#### [Reading text]
______________________________

You need Adobe Reader 7.0 or later in order to read PDF files on this site.
If Adobe Reader is not installed on your computer, click the button below and go to the download site.

Special Feature:	Image Processing Technologies for Image Monitoring Services

Vol. 5, No. 11, pp. 6–10, Nov. 2007. https://doi.org/10.53829/ntr200711sf1

Toward Intelligent Video Surveillance

Hiroyuki Arai^†, Kazuyuki Iso, Akira Kojima, Hitoshi Nakazawa, and Hideki Koike

Abstract

NTT Cyber Space Laboratories is developing image processing technologies that can extract desired information from huge amounts of video data to enable more sophisticated image-based services. It is also developing video surveillance solutions that utilize these technologies. This article overviews the image processing technologies and presents an example of an image processing solution for the financial industry.

†	NTT Cyber Space Laboratories Yokosuka-shi, 239-0847 Japan Email: arai.hiroyuki@lab.ntt.co.jp

1. Prospects for effective utilization of cameras

Video cameras have been installed in many places in response to the steady rise in concerns about crime and terrorism and corporate security requirements. The benefits that they are expected to provide include acting as a deterrent to crime, enabling analysis after crimes and incidents, and enabling the detection of crimes and dangerous situations and the issuing of warnings. In practice, however, such surveillance systems have not achieved the expected results because the amount of image data generated every day is so huge that it is virtually impossible to check it manually. Thus, there are strong demands for technology that can automatically detect important scenes in the many streams of monitoring images.

2. Approach to intelligent image monitoring

To meet the requirements of the marketplace, NTT Cyberspace Laboratories has been developing movement and face detection technologies as well as image processing technologies to assist in the monitoring process. These technologies, shown in Fig. 1, work as filters that can identify the scenes of greatest interest. Each filter can effectively and automatically identify these scenes and quickly generate warnings. These two capabilities raise the efficiency of surveillance systems and thus increase their deterrence effect.

Fig. 1. Overview of approaches.

We have also been developing image monitoring solutions to meet the needs of industry in collaboration with operating companies and developing companies at the same time as developing the image processing technologies.

______________________________

#### [List of tasks]
A) In the video surveillance article, condense the paragraph beginning "Video cameras have been installed" into a short bulleted list that keeps its main facts.
B) Reproduce the passage of the video surveillance article from "To meet the requirements" up to and including "Overview of approaches.".

#### [Data segment]
______________________________

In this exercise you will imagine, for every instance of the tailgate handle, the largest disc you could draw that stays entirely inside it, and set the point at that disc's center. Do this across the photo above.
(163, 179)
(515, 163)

______________________________

#### [Answers to the exercises]
A)
- Video cameras have been installed in many places because of growing concern about crime and terrorism and because of corporate security needs.
- They are expected to deter crime, support analysis after crimes and incidents, and detect crimes and dangerous situations so that warnings can be issued.
- In practice, surveillance systems have fallen short because the daily volume of image data is too large to check by hand.
- As a result, there is strong demand for technology that automatically detects important scenes in the many monitoring streams.

B)
To meet the requirements of the marketplace, NTT Cyberspace Laboratories has been developing movement and face detection technologies as well as image processing technologies to assist in the monitoring process. These technologies, shown in Fig. 1, work as filters that can identify the scenes of greatest interest. Each filter can effectively and automatically identify these scenes and quickly generate warnings. These two capabilities raise the efficiency of surveillance systems and thus increase their deterrence effect.

Fig. 1. Overview of approaches.